Coordinate labeling data
■ ■ ■ ■ ■

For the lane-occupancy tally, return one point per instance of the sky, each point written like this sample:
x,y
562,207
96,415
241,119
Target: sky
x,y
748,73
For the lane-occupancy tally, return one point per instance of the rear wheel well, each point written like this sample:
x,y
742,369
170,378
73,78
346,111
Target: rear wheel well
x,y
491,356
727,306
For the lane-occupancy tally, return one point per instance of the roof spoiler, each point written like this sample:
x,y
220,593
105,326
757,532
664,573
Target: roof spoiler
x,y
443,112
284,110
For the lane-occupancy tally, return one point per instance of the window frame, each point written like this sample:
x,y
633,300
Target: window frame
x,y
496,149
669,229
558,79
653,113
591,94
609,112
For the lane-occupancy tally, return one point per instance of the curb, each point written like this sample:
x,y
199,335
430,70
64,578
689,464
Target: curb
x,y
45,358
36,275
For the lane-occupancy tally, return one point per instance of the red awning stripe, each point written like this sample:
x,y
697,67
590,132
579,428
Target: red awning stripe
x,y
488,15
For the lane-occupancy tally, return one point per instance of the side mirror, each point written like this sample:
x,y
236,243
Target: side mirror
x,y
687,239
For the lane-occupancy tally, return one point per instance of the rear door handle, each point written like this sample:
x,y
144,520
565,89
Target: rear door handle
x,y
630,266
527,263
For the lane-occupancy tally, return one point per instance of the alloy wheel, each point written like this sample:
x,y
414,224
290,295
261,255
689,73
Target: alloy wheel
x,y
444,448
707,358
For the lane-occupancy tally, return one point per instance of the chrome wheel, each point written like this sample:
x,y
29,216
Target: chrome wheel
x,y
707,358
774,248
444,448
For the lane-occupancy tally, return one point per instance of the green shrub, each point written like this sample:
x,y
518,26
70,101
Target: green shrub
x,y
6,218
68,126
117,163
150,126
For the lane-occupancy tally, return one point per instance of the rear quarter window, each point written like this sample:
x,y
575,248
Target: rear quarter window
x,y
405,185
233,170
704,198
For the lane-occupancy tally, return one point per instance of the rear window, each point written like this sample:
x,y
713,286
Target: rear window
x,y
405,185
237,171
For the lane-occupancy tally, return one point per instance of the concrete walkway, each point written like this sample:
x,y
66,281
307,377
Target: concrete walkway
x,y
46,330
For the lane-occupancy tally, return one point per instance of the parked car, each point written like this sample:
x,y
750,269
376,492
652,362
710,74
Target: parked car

■ ■ ■ ■ ■

** Instruction **
Repeat all of the coordinate labeling data above, from the first line to the last, without changing a single character.

** Solution to this task **
For the lane-occupancy tally, return one point per instance of the sky, each point written like this sample:
x,y
562,207
96,415
241,119
Target: sky
x,y
748,73
For the lane-occupancy tally, return one point per instance of the rear wheel well, each point written like this sample:
x,y
742,369
170,378
73,78
346,111
Target: rear wheel well
x,y
491,356
727,306
For the lane-occupancy tally, return one point per instance of the roof spoiler, each point written like this sample:
x,y
220,593
105,326
757,532
664,573
Target: roof spoiler
x,y
443,112
284,110
For the lane-occupancy tally, return one point per instance of the window frame, each point written like this sample:
x,y
633,300
Target: window frame
x,y
496,149
669,229
558,79
653,113
591,94
609,112
For the lane-occupancy tally, return one point per instance of the curb, each point written like this sample:
x,y
199,335
430,70
64,578
689,464
Target: curb
x,y
45,358
36,275
For the lane-occupancy tally, return one point per instance of the red awning stripe, each point written like this sample:
x,y
697,67
590,132
579,428
Target: red awning stripe
x,y
488,15
For the lane-occupancy tally, return one point per instance of the side mirror, each point written like this sample:
x,y
236,243
Target: side mirror
x,y
687,239
For the lane-occupancy tally, return one point per instance of the rear door handle, each point written like this sample:
x,y
144,520
565,89
Target: rear door handle
x,y
630,266
527,263
For the lane-occupancy tally, return one point per instance of the alloy wheel, each point written like this sample:
x,y
414,224
290,295
261,255
689,73
Target: alloy wheel
x,y
444,448
707,358
For the lane-occupancy tally, return one point per instance of the chrome wheel, each point written like this sample:
x,y
29,216
Target: chrome wheel
x,y
707,358
774,248
444,448
For the lane-occupancy tally, return one point per instance of the green shrub, each point written like this sample:
x,y
518,26
70,101
Target: green shrub
x,y
6,218
68,126
117,163
150,126
For the lane-occupancy tally, return one point per instance of the rear quarter window, each point written like this sample:
x,y
575,248
Target: rear quarter window
x,y
405,185
233,170
704,198
For the lane-occupancy tally, return one point per instance of the rear window, each point written like this sample:
x,y
713,286
Target: rear window
x,y
405,185
237,171
For the lane-occupancy tally, return one point per instance of the concrete walkway, each point written like this sample:
x,y
66,281
307,377
Target: concrete walkway
x,y
46,330
For the lane-occupancy tally, return one point per instance of the parked car, each point written like this sample:
x,y
750,269
376,492
652,362
710,74
Target: parked car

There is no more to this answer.